### Given instruction
Rewrite the items below from the line containing "Provide the segmentation of every instance of the city" to the line containing "204), (88, 203)]]", both lines included, with the request text unchanged. Scale each coordinate in the answers by 0.7, round to whole numbers with halves rounded up, and give only these lines.
————
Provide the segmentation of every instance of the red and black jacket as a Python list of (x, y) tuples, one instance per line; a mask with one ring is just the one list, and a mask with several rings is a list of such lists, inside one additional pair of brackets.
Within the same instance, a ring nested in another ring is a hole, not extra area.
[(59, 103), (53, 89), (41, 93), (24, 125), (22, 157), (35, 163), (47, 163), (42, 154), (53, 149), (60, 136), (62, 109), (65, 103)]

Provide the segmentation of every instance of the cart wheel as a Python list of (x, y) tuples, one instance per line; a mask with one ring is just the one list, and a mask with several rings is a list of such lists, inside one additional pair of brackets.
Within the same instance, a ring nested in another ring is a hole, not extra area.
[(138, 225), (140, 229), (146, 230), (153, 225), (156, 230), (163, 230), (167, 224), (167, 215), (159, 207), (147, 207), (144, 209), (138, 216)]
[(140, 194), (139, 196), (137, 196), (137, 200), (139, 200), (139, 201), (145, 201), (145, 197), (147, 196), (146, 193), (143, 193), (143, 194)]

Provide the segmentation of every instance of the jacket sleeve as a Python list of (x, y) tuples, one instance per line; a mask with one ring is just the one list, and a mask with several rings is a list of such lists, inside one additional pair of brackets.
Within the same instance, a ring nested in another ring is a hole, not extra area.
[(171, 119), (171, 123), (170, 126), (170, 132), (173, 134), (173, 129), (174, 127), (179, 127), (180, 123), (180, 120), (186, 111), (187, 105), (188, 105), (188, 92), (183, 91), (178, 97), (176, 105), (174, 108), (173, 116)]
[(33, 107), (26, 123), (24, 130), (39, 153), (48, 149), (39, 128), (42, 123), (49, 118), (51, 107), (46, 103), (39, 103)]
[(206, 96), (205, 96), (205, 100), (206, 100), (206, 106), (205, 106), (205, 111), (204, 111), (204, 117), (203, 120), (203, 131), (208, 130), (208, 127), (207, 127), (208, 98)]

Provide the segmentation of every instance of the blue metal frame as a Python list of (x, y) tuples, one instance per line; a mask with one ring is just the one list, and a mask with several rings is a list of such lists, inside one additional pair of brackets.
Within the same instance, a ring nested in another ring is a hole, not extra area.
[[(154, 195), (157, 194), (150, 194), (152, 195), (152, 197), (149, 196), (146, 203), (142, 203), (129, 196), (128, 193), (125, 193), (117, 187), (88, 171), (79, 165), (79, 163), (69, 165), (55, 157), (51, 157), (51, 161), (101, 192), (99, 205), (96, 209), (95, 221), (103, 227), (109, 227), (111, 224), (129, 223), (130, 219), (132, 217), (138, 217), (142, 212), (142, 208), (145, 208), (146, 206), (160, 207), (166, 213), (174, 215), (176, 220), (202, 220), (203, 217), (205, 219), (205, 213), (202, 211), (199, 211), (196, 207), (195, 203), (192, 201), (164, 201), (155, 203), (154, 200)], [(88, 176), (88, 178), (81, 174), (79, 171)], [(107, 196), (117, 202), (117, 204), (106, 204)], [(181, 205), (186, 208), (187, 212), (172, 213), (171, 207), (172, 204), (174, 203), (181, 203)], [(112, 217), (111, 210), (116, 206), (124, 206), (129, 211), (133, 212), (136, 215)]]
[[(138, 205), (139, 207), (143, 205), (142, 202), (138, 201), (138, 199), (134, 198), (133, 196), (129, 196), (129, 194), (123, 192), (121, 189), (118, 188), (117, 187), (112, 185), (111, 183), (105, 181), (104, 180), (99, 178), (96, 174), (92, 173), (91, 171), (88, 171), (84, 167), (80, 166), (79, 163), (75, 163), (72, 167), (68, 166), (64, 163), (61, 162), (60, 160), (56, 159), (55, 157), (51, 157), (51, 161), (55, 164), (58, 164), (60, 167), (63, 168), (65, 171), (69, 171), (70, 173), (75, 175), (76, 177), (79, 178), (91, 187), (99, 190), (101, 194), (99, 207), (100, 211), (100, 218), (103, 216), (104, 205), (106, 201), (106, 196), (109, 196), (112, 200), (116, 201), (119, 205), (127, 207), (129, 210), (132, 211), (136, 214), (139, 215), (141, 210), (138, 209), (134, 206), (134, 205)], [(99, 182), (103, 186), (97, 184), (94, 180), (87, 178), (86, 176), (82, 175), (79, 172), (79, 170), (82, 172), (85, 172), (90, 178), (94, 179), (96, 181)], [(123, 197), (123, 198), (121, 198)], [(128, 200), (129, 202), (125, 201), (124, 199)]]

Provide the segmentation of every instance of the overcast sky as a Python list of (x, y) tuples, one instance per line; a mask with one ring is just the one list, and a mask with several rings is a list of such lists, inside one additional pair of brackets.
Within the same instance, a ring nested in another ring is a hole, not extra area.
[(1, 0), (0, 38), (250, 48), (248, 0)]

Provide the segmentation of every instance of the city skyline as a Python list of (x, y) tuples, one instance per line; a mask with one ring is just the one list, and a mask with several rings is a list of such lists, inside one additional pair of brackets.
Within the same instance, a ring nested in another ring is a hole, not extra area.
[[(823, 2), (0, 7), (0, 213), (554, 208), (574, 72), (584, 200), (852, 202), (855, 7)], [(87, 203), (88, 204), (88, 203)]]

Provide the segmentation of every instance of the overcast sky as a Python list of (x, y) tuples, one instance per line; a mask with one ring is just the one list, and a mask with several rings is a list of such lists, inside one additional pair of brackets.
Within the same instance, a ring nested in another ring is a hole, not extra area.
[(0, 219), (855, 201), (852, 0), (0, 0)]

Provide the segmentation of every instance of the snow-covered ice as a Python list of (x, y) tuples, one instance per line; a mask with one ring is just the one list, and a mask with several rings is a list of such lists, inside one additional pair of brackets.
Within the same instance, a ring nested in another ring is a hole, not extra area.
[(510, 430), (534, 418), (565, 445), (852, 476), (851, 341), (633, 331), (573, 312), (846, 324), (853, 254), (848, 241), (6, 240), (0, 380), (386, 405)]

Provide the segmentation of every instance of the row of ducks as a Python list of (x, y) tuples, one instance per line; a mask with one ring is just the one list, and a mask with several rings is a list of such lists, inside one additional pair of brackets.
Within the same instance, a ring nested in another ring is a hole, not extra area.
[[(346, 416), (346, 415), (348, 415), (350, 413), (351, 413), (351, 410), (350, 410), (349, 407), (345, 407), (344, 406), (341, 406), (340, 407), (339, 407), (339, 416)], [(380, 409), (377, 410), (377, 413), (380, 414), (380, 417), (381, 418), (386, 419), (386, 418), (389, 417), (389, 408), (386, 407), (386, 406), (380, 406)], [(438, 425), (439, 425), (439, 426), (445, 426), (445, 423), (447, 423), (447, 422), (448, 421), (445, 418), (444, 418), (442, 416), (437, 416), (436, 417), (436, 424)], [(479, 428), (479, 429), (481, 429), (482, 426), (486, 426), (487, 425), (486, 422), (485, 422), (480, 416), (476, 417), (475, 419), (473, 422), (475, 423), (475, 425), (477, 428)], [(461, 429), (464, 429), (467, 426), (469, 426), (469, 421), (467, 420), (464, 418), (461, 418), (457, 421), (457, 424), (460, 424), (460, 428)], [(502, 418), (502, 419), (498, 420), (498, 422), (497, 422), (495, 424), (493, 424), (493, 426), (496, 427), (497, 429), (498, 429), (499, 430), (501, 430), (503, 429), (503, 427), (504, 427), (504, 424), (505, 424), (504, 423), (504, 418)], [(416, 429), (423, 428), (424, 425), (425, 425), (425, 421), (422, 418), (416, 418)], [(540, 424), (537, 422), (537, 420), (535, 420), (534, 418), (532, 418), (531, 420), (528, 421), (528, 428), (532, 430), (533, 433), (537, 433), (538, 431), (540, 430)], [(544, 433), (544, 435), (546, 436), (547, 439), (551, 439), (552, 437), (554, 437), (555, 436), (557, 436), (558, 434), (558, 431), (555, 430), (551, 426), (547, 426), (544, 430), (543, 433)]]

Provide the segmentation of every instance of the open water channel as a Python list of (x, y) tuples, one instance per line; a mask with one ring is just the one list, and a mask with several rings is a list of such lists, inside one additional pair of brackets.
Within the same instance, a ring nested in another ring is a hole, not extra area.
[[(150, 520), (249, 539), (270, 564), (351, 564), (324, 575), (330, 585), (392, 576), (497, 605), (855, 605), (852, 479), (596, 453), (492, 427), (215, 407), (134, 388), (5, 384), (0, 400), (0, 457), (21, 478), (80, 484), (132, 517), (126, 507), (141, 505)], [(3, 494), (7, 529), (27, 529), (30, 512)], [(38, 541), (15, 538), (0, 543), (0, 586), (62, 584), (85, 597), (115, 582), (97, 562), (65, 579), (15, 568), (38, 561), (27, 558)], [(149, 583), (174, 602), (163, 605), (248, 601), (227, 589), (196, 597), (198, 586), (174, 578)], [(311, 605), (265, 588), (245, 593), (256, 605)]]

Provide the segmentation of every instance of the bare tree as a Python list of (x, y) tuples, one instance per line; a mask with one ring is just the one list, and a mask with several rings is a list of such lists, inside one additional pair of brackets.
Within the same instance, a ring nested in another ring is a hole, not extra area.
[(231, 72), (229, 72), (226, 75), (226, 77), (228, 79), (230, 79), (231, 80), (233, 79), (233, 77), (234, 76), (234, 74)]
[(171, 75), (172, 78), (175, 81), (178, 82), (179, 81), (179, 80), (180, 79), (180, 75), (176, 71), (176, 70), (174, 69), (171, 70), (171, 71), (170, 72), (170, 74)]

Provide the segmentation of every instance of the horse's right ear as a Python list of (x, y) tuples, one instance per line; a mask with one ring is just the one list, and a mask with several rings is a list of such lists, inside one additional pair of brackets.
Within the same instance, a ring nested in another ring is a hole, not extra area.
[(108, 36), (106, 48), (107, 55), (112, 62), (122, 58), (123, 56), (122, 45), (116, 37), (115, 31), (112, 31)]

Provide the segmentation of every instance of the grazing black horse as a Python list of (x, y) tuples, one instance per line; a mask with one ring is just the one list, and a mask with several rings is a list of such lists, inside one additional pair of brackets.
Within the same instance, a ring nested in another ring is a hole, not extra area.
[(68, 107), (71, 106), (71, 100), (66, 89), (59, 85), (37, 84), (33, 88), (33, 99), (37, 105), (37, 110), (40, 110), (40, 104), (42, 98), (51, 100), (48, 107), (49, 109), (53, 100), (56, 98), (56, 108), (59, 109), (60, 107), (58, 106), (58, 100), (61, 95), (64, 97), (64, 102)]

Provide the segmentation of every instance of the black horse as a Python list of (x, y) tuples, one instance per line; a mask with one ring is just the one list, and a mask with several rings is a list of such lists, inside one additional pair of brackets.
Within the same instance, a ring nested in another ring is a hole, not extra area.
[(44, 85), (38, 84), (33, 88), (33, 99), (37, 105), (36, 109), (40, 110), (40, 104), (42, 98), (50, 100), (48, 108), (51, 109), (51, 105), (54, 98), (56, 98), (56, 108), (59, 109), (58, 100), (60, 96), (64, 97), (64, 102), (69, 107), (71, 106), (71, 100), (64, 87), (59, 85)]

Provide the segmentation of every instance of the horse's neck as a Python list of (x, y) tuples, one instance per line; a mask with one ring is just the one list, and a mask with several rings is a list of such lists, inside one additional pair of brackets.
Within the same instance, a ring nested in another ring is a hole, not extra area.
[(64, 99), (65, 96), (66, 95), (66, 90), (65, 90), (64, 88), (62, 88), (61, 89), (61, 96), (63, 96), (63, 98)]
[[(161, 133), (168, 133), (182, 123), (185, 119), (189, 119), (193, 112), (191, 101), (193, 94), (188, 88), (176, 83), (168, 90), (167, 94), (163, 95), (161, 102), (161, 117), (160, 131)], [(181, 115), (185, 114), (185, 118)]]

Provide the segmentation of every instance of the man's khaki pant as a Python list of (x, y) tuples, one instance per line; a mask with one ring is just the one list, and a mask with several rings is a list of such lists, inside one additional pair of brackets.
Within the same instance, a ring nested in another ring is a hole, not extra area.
————
### Result for this task
Provide the segmentation of every instance of the city skyline as a Python list of (x, y) tuples, one instance per line; a mask with one ring is just the one list, and a mask with several rings is a list of such lists, inside one additional pair of brackets.
Within the same instance, a ring nested in another ring is a hole, not extra area.
[[(576, 1), (0, 5), (0, 149), (388, 146), (402, 50), (409, 140), (596, 141), (599, 5)], [(61, 142), (62, 143), (62, 142)]]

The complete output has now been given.